#### QUOTED PASSAGE
Finally, home alone one evening, I stumbled across Monty Python’s Life of Brian as I surfed the streaming platforms for something to watch. It’s years since I watched it, but it contains one of my favourite scenes of all time. 

Jesus is pictured delivering his ‘sermon on the mount’ from atop a small hillock. The camera pans out to the back of the crowd where they’re finding it hard to hear what he’s saying. The conversation goes something like this: 

What was that?  

I think it was 'Blessed are the cheesemakers.'  

Ahh, what's so special about the cheesemakers?  

Well, obviously, this is not meant to be taken literally. It refers to any manufacturers of dairy products. 

It was chuckling to myself to this familiar pun that provoked a deeper dive. What was Jesus actually wanting to say? What did the crowd hear him say?  

A quick look back to the Sermon on the Mount confirmed that ‘the blessings’ that start it off are mainly to those in a seeming position of disadvantage: ‘the poor in spirit … those who mourn … the meek … the merciful … the persecuted’. Why does Jesus include peacemakers who ought to be acclaimed by everyone?  They’re the ones doing good stuff with positive benefits. They should be universally acclaimed, why do they need a special blessing? 

From the angelic ‘peace on earth’ that heralded Jesus’ birth, to his final gift to his friends, ‘Peace I leave with you; my peace I give you,’ peace is at the heart of what Jesus is about. Receiving peace, giving peace, making peace, ‘peace be with you,’ ‘go in peace,’ peace is littered throughout the gospel stories.  

Of course, for Jesus this is shalom or, back in the Aramaic of his mother-tongue shlama. While an everyday greeting the idea infused in the word is far deeper and richer: it is about wholeness and well-being and harmony. Rather than just the absence of noise and conflict, this kind of peace has substance and depth.  

Maybe that’s why it has to be ‘made’.  

It’s interesting, isn’t it, that Jesus doesn’t say ‘blessed are the peace-lovers’ who merely experience and consume the life of peace. Neither does he major on ‘blessed are the peacekeepers’ who police its boundaries. No, it’s ‘blessed are the peacemakers’, those who’ve got their sleeves rolled up and are actively forging an environment of wholeness, well-being and harmony. 

No problem here then. Who’s not in favour of wholeness, well-being and harmony? Well, no-one, until we stumble across what Jesus goes on to say later in this iconic sermon: 

"You have heard that it was said, 'Love your neighbour and hate your enemy.' But I tell you, love your enemies and pray for those who persecute you, that you may be children of your Father in heaven.”  

According to Jesus, peacemaking is about wholeness, well-being and harmony and its scope extends to, and embraces, even our enemies. And why, because that’s how God does it: 

“He causes his sun to rise on the evil and the good, and sends rain on the righteous and the unrighteous.”  

This is the benchmark that informs the kind of peacemaking that Jesus is talking about. 

Peacemaking always has to start with the existing situation. It is not about restoring how things used to be.

Now you could make an argument that peacemaking is a generational process. That it is about curating how we live together – as individuals, in neighbourhoods or even internationally – where we embody and model these kinds of principles. This is not achieved overnight.  

We make peace and build communities in which we flourish over time. Afterall, as African Ubuntu philosophy articulates ‘I am because we are’. The well-being of each of us is dependent upon the well-being of all of us. This is a way of life, not an off-the-shelf remedy. But what about peacemaking in the middle of conflict?

#### TASK DIRECTIONS
In the passage on peacemakers, what word from the Aramaic of Jesus' mother tongue is given for shalom?

#### PROVIDED RECORDS
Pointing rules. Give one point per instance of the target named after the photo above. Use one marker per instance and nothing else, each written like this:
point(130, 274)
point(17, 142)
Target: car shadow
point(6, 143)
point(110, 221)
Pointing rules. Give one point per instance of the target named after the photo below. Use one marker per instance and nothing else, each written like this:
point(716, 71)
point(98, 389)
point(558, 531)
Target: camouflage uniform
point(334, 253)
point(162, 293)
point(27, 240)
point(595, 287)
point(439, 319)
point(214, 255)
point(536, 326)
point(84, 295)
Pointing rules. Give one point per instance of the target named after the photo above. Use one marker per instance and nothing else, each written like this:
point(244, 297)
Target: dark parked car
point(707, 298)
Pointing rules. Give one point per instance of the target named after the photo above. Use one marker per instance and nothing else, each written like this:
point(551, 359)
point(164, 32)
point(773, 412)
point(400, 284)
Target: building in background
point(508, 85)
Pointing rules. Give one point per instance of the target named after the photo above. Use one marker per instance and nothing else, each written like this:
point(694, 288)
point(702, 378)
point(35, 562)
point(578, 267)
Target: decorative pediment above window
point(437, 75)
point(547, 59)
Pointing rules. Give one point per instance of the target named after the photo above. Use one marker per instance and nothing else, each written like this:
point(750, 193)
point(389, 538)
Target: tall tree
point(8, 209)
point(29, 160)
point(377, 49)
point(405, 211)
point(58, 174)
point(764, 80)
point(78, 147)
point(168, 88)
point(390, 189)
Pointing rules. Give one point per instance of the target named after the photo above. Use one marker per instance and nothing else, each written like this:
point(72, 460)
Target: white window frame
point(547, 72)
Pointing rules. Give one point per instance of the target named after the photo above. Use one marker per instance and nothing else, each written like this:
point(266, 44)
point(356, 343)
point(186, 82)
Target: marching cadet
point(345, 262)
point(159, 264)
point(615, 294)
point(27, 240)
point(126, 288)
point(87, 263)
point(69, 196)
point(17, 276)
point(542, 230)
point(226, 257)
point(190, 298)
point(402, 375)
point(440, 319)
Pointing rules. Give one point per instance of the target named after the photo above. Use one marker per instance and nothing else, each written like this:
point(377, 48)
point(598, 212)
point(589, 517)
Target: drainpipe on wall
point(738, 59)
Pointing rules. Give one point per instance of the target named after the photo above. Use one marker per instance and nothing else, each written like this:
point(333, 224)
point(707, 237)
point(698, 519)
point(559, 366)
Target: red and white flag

#### THE ANSWER
Shlama